> **Instructions for the task**:
Every line of the material that follows must be printed again exactly.

[Raw records]
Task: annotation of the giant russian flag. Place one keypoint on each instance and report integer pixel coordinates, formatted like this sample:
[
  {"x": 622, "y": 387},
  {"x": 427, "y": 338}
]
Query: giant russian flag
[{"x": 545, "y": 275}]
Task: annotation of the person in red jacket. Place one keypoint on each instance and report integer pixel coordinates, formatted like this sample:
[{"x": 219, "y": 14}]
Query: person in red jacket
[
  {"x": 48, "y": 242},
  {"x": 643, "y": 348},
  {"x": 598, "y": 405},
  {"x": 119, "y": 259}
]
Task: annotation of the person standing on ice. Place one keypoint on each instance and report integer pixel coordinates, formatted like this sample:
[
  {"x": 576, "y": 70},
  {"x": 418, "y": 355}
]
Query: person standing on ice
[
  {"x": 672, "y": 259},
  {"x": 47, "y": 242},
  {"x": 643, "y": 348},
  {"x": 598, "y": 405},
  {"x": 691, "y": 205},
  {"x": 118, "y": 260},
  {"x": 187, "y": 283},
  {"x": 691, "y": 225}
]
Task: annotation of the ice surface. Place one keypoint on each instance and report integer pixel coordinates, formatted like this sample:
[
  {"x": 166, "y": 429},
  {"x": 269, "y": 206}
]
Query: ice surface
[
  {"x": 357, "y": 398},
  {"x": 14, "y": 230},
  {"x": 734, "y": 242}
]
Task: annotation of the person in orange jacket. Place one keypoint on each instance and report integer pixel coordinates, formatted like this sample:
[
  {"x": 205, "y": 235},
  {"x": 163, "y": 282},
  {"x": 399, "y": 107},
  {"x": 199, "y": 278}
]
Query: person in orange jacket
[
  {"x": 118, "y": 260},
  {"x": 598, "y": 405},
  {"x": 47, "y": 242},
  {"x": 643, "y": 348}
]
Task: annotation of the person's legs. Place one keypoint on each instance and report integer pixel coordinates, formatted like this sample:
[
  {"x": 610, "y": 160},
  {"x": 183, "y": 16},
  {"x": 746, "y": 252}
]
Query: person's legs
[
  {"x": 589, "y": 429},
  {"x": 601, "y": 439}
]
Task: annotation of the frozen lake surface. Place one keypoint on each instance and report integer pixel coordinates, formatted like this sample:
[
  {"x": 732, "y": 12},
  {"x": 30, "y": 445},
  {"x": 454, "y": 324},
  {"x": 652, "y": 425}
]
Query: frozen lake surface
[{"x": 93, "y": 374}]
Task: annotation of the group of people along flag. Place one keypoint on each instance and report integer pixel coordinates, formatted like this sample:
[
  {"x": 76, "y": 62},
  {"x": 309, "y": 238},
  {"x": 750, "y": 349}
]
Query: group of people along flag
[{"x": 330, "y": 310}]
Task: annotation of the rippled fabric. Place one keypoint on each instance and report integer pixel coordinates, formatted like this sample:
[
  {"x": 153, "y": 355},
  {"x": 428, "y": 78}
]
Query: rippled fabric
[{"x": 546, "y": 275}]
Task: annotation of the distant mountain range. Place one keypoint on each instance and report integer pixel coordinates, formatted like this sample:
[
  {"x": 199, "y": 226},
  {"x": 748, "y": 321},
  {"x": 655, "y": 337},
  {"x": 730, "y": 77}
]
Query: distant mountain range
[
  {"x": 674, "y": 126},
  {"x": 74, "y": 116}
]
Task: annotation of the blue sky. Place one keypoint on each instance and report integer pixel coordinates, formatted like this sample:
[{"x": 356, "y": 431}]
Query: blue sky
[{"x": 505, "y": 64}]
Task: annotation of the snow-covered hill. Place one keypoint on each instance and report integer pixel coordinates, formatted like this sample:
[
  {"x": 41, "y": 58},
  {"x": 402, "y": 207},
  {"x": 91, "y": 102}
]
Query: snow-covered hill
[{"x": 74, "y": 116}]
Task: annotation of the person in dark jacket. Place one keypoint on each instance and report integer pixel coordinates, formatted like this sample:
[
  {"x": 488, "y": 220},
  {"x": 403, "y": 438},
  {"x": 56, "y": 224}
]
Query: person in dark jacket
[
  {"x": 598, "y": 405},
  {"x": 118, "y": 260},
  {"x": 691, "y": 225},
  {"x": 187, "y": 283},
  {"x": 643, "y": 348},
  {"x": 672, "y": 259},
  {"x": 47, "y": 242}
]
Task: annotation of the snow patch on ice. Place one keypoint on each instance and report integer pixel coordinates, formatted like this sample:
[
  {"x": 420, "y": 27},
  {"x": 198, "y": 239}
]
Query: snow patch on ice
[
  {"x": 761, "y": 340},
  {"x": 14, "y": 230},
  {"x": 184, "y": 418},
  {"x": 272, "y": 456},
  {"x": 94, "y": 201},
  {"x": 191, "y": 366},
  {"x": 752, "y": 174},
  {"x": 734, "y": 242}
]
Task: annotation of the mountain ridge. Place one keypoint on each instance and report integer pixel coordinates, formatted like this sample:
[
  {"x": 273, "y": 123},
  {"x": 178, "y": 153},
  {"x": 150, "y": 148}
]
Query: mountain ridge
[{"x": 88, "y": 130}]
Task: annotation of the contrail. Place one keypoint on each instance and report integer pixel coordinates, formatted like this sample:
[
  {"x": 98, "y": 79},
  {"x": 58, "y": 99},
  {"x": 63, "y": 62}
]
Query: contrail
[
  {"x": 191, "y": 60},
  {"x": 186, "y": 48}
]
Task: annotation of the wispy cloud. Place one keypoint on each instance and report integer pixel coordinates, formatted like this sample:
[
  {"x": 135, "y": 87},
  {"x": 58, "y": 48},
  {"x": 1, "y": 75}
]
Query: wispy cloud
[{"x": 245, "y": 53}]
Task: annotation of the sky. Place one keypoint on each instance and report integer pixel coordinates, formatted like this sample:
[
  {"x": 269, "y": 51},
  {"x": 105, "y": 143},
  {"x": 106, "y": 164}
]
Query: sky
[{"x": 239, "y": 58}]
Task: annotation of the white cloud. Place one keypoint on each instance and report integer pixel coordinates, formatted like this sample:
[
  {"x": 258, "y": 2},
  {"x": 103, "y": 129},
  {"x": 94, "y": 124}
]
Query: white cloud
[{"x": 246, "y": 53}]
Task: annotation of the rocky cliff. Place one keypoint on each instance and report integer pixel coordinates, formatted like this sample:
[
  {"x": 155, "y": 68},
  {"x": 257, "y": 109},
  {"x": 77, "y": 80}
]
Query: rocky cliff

> **Output of the exercise**:
Task: annotation of the giant russian flag. Place one keypoint on each instance and report integer pixel coordinates, formatted like this sample:
[
  {"x": 622, "y": 387},
  {"x": 427, "y": 338}
]
Query: giant russian flag
[{"x": 545, "y": 275}]
Task: annotation of the person in red jacket. Place one keypoint on each instance and report integer pixel coordinates, formatted like this sample:
[{"x": 219, "y": 14}]
Query: person in red jacket
[
  {"x": 48, "y": 242},
  {"x": 643, "y": 348},
  {"x": 598, "y": 405},
  {"x": 119, "y": 259}
]
Task: annotation of the person standing on ice. Place one keypoint on each instance and report integer pixel coordinates, formatted like this sample:
[
  {"x": 576, "y": 70},
  {"x": 418, "y": 355}
]
Query: person standing on ice
[
  {"x": 672, "y": 259},
  {"x": 47, "y": 242},
  {"x": 643, "y": 348},
  {"x": 598, "y": 405},
  {"x": 691, "y": 205},
  {"x": 118, "y": 260},
  {"x": 187, "y": 283},
  {"x": 691, "y": 225}
]
Task: annotation of the ice surface. Place one keypoint on each instance and report integer pixel coordinates, formatted like this sample:
[
  {"x": 166, "y": 429},
  {"x": 269, "y": 206}
]
Query: ice surface
[
  {"x": 357, "y": 398},
  {"x": 14, "y": 230},
  {"x": 734, "y": 242}
]
Task: annotation of the person in orange jacket. Place one keypoint on each instance and report integer pixel coordinates, formatted like this sample:
[
  {"x": 205, "y": 235},
  {"x": 163, "y": 282},
  {"x": 399, "y": 107},
  {"x": 199, "y": 278}
]
Query: person in orange jacket
[
  {"x": 118, "y": 260},
  {"x": 598, "y": 405},
  {"x": 47, "y": 242},
  {"x": 643, "y": 348}
]
Task: annotation of the person's legs. Place one keypoint on each instance and report integer pixel coordinates, formatted like this sample:
[
  {"x": 610, "y": 160},
  {"x": 183, "y": 16},
  {"x": 746, "y": 252}
]
Query: person's legs
[
  {"x": 589, "y": 429},
  {"x": 601, "y": 439}
]
Task: annotation of the frozen lake surface. Place one keypoint on each instance and report integer pixel coordinates, formatted like this sample:
[
  {"x": 732, "y": 12},
  {"x": 30, "y": 445},
  {"x": 454, "y": 324},
  {"x": 652, "y": 425}
]
Query: frozen lake surface
[{"x": 93, "y": 374}]
Task: annotation of the group of people along flag. Place one keypoint on each instance and report integer pixel coordinates, formatted like this sample:
[
  {"x": 76, "y": 62},
  {"x": 309, "y": 238},
  {"x": 750, "y": 349}
]
Query: group of people along flag
[{"x": 330, "y": 310}]
Task: annotation of the rippled fabric. Place one keypoint on each instance and report integer pixel coordinates, formatted like this sample:
[
  {"x": 153, "y": 355},
  {"x": 428, "y": 78}
]
Query: rippled fabric
[{"x": 546, "y": 275}]
Task: annotation of the distant mountain range. Place one keypoint on each instance and report integer pixel coordinates, formatted like this sample:
[
  {"x": 199, "y": 226},
  {"x": 748, "y": 321},
  {"x": 655, "y": 337},
  {"x": 730, "y": 77}
]
Query: distant mountain range
[
  {"x": 674, "y": 126},
  {"x": 74, "y": 116}
]
Task: annotation of the blue sky. Place one keypoint on each instance and report integer pixel coordinates, formatted like this sample:
[{"x": 356, "y": 431}]
Query: blue sky
[{"x": 505, "y": 64}]
Task: annotation of the snow-covered hill. Place one keypoint on each instance and report integer pixel coordinates, formatted like this sample:
[
  {"x": 41, "y": 58},
  {"x": 402, "y": 207},
  {"x": 91, "y": 102}
]
Query: snow-covered hill
[{"x": 74, "y": 116}]
Task: annotation of the person in dark jacket. Place one keypoint on each instance and report integer pixel coordinates, formatted like this sample:
[
  {"x": 488, "y": 220},
  {"x": 403, "y": 438},
  {"x": 56, "y": 224}
]
Query: person in dark jacket
[
  {"x": 598, "y": 405},
  {"x": 118, "y": 260},
  {"x": 691, "y": 225},
  {"x": 187, "y": 283},
  {"x": 643, "y": 348},
  {"x": 672, "y": 259},
  {"x": 47, "y": 242}
]
Task: annotation of the snow patch on ice. Place one keypoint on each instance and report integer pixel coordinates, formatted like this sample:
[
  {"x": 420, "y": 27},
  {"x": 198, "y": 239}
]
Query: snow patch on ice
[
  {"x": 761, "y": 340},
  {"x": 14, "y": 230},
  {"x": 184, "y": 418},
  {"x": 272, "y": 456},
  {"x": 94, "y": 201},
  {"x": 191, "y": 366},
  {"x": 752, "y": 174},
  {"x": 734, "y": 242}
]
Task: annotation of the mountain ridge. Place one keypoint on each instance and report integer pixel coordinates, formatted like this sample:
[
  {"x": 273, "y": 123},
  {"x": 178, "y": 153},
  {"x": 150, "y": 148}
]
Query: mountain ridge
[{"x": 88, "y": 130}]
Task: annotation of the contrail. Place one keypoint on each instance and report integer pixel coordinates, formatted like this sample:
[
  {"x": 98, "y": 79},
  {"x": 58, "y": 99},
  {"x": 63, "y": 62}
]
Query: contrail
[
  {"x": 191, "y": 60},
  {"x": 186, "y": 48}
]
Task: annotation of the wispy cloud. Place one keypoint on each instance and report integer pixel coordinates, formatted like this sample:
[
  {"x": 135, "y": 87},
  {"x": 58, "y": 48},
  {"x": 1, "y": 75}
]
Query: wispy cloud
[{"x": 245, "y": 53}]
Task: annotation of the sky. Place one keypoint on each instance and report integer pixel coordinates, formatted like this sample:
[
  {"x": 269, "y": 51},
  {"x": 105, "y": 143},
  {"x": 106, "y": 164}
]
Query: sky
[{"x": 239, "y": 58}]
Task: annotation of the white cloud. Place one keypoint on each instance and report integer pixel coordinates, formatted like this sample:
[
  {"x": 258, "y": 2},
  {"x": 103, "y": 129},
  {"x": 94, "y": 124}
]
Query: white cloud
[{"x": 246, "y": 53}]
Task: annotation of the rocky cliff. Place one keypoint on each instance and report integer pixel coordinates, formatted like this sample:
[
  {"x": 155, "y": 68},
  {"x": 257, "y": 109},
  {"x": 77, "y": 80}
]
Query: rocky cliff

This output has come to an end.